**Problem 1**
Answer these questions about the letter to the KZYX board:
(a) In what room, and in what building, was the board meeting held?
(b) How much does KNYO spend a year to do the whole job?
(c) How much of its grant did the station lose this fiscal year?

**Selected text**
══════════
[Kzyxtalk] Letter to the MCPB (KZYX) board of directors. Reply requested.

Marco McClean memo at mcn.org
Wed May 4 04:02:08 PDT 2016


A few thoughts on the MCPB (KZYX) board meeting in the pool table and 
ice machine room of the Cliff House in Fort Bragg on Monday, May 2.

The income statement slapped together for the meeting shows something 
like $540,000+ to run the station this year, and every year before it's 
similarly enormous-- $500,000 or $600,000-- I may be wrong but I think 
one year it was $675,000. That's many times what it should cost. 
(Compare: KNYO does the whole job for $12,000 a year.) So where are all 
those mysterious extra hundreds of thousands of dollars going every 
year? We're going to find out at some point; you might as well come 
clean now. I know where $140,000-to-$190,000 have been coming /from/ 
every year --your tax-derived CPB grant, that bailed you out and saved 
you from utter failure every year of MCPB's existence-- but you're still 
getting that grant (and still failing were it to vanish) so...?  And 
it's nice that you're paying lip service again to serving the Native 
American population by squirting the Native American News podcast 
through the transmitter, but that's a matter of a few mouse clicks to 
schedule it in the automation and from then on it just cues up and plays 
itself, and those mouse clicks were omitted by the last couple of people 
you unwisely picked to pay to make decisions at the station, and that 
came back to bite you when you lost $40,000 of your grant complement 
this fiscal year because of not meeting a BOLDFACED REQUIREMENT to serve 
the local Native American population.* It's nice of Lorraine to have 
noticed and clicked that mouse, and maybe next year CPB will turn the 
money flow back up to where it was, but that's all that amounts to: 
getting back on the higher tier teat on the mutant public udder you're 
used to, because you can't make it without Uncle Sugar, because you 
won't even try to learn how. As long as KZYX is supported by tax money, 
everyone in the listening area should have a vote on how things go 
there, and a truly complete financial breakdown should be published. I 
heard that several recent years of complete financial records are still 
being withheld from even the paying members.

*Here's how I'd do it. Call the local Councils of Tribal Elders, or 
whatever they call themselves --call a casino and find out; ask to speak 
to Vinny or Chooch-- offer them regular airtime for free, and send them 
each a fully configured suitcase studio ($300), and maybe a nice fruit 
basket. And put them on the air.

Meg, your agenda-item thank-you to John Sakowitz for his years of 
service on the board, where you ended with a very low but recordable 
kvetch about how expensive it was to have him to kick around (now that 
you don't have to anymore) said volumes about your misplaced focus. KZYX 
has always been hemorrhaging money because of bad management that Sako 
has always been trying to get to the bottom of and you thwarted him at 
every turn, and the legal expenses you incurred punching your own self 
in the face to swat away the pesky fly of the FCC complaint were your 
cabal's own fault. John Sakowicz didn't cost you that money; you did. 
You should smile sheepishly and admit it. And get some ice on that eye. 
Ice is civilization.
══════════
**Exercise input**
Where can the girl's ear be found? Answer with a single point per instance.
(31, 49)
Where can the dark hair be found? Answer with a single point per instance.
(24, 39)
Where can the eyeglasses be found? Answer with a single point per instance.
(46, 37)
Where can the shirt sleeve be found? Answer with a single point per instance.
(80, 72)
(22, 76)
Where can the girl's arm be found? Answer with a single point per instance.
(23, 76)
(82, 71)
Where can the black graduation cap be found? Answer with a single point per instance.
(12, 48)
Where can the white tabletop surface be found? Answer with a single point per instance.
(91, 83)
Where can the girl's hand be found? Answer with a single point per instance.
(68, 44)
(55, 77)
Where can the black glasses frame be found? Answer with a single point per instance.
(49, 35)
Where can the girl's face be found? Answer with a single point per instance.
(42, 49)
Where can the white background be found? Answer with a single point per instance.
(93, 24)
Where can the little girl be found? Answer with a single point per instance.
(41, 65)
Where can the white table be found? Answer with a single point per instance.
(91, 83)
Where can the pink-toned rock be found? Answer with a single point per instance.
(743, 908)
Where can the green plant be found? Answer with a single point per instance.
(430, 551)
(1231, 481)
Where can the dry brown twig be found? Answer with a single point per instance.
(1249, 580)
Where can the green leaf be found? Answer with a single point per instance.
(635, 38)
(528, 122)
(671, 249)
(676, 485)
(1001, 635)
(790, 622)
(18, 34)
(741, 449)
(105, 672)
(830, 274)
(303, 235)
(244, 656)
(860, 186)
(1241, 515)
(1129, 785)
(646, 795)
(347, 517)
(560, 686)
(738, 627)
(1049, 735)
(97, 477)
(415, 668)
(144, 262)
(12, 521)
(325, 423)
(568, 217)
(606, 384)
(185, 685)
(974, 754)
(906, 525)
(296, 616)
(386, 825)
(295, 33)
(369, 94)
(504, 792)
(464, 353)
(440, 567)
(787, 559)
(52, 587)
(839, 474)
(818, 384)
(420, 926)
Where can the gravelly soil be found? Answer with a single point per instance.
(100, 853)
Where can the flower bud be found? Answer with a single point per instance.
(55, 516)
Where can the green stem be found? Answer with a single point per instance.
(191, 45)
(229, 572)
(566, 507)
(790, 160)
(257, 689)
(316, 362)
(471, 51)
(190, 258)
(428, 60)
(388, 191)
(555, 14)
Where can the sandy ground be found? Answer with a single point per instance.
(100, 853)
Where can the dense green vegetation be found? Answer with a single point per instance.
══════════
**Problem 2**
Write out the rows above again, from their first line down to the line that contains "(1231, 481)", keeping every request line. Shift each coordinate in the answers by -109.

**Correct output 1**
(a) In the pool table and ice machine room of the Cliff House in Fort Bragg.
(b) $12,000 a year.
(c) $40,000.

**Correct output 2**
Where can the girl's ear be found? Answer with a single point per instance.
(-78, -60)
Where can the dark hair be found? Answer with a single point per instance.
(-85, -70)
Where can the eyeglasses be found? Answer with a single point per instance.
(-63, -72)
Where can the shirt sleeve be found? Answer with a single point per instance.
(-29, -37)
(-87, -33)
Where can the girl's arm be found? Answer with a single point per instance.
(-86, -33)
(-27, -38)
Where can the black graduation cap be found? Answer with a single point per instance.
(-97, -61)
Where can the white tabletop surface be found? Answer with a single point per instance.
(-18, -26)
Where can the girl's hand be found? Answer with a single point per instance.
(-41, -65)
(-54, -32)
Where can the black glasses frame be found? Answer with a single point per instance.
(-60, -74)
Where can the girl's face be found? Answer with a single point per instance.
(-67, -60)
Where can the white background be found? Answer with a single point per instance.
(-16, -85)
Where can the little girl be found? Answer with a single point per instance.
(-68, -44)
Where can the white table be found? Answer with a single point per instance.
(-18, -26)
Where can the pink-toned rock be found? Answer with a single point per instance.
(634, 799)
Where can the green plant be found? Answer with a single point per instance.
(321, 442)
(1122, 372)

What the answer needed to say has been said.